Swap "one point per instance" for "one point for each instance" wherever it occurs in the items below, and give all the items again with nothing else altered. Leave the pictures out of your answer.

*DATA PROVIDED*.
begin
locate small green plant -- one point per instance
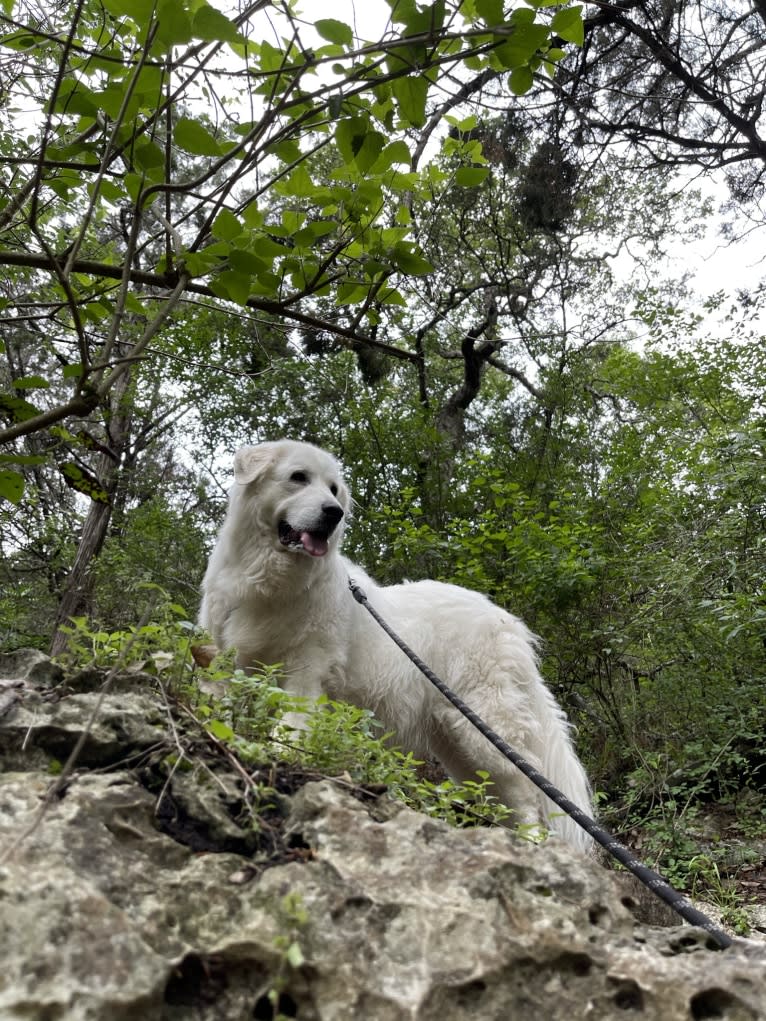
(294, 918)
(160, 646)
(707, 883)
(253, 717)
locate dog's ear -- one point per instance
(251, 462)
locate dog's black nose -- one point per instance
(332, 513)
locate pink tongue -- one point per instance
(313, 544)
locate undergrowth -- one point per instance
(247, 713)
(251, 716)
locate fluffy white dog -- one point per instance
(277, 591)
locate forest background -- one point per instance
(439, 252)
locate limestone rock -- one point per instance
(114, 907)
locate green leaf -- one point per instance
(411, 94)
(521, 81)
(349, 137)
(139, 11)
(246, 262)
(235, 286)
(18, 408)
(407, 257)
(370, 149)
(394, 152)
(294, 955)
(221, 730)
(11, 486)
(334, 32)
(568, 25)
(351, 293)
(522, 45)
(210, 26)
(175, 27)
(490, 11)
(226, 226)
(148, 155)
(192, 137)
(469, 177)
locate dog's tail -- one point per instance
(562, 767)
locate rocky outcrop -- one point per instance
(143, 892)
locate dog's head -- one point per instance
(294, 493)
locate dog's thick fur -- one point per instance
(277, 591)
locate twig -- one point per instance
(58, 784)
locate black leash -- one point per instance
(652, 879)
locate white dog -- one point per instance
(277, 591)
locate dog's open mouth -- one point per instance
(314, 543)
end
*SOLUTION*.
locate small green plant -- one point for each instance
(294, 918)
(160, 646)
(707, 883)
(253, 717)
locate dog's ear -- one point for each instance
(251, 462)
locate dog's black nose -- one point for each instance
(332, 513)
locate pink tongue -- one point for each instance
(313, 544)
locate undergrowth -- one point for each instance
(247, 713)
(251, 716)
locate fluffy white dog -- one point for each instance
(277, 591)
locate forest background -- one point for each instance
(439, 252)
locate limestone rock -- one point for each instance
(114, 907)
locate green leaf -- one point for each instance
(411, 94)
(521, 81)
(349, 137)
(139, 11)
(246, 262)
(235, 286)
(18, 408)
(407, 257)
(370, 149)
(394, 152)
(294, 955)
(221, 730)
(11, 486)
(334, 32)
(568, 25)
(351, 293)
(522, 45)
(210, 26)
(175, 27)
(490, 11)
(226, 226)
(148, 155)
(192, 137)
(469, 177)
locate dog's tail -- one point for each instance
(562, 767)
locate rocky outcrop -- one point for each instance
(143, 892)
locate dog's head -- one point for each instance
(294, 493)
locate dog's thick fur -- one point for each instance
(277, 591)
locate twig -- one point for each instance
(58, 784)
locate black leash -- one point for each instance
(652, 879)
locate white dog -- one point for each instance
(277, 591)
locate dog's open mouth -- one point for each instance
(314, 543)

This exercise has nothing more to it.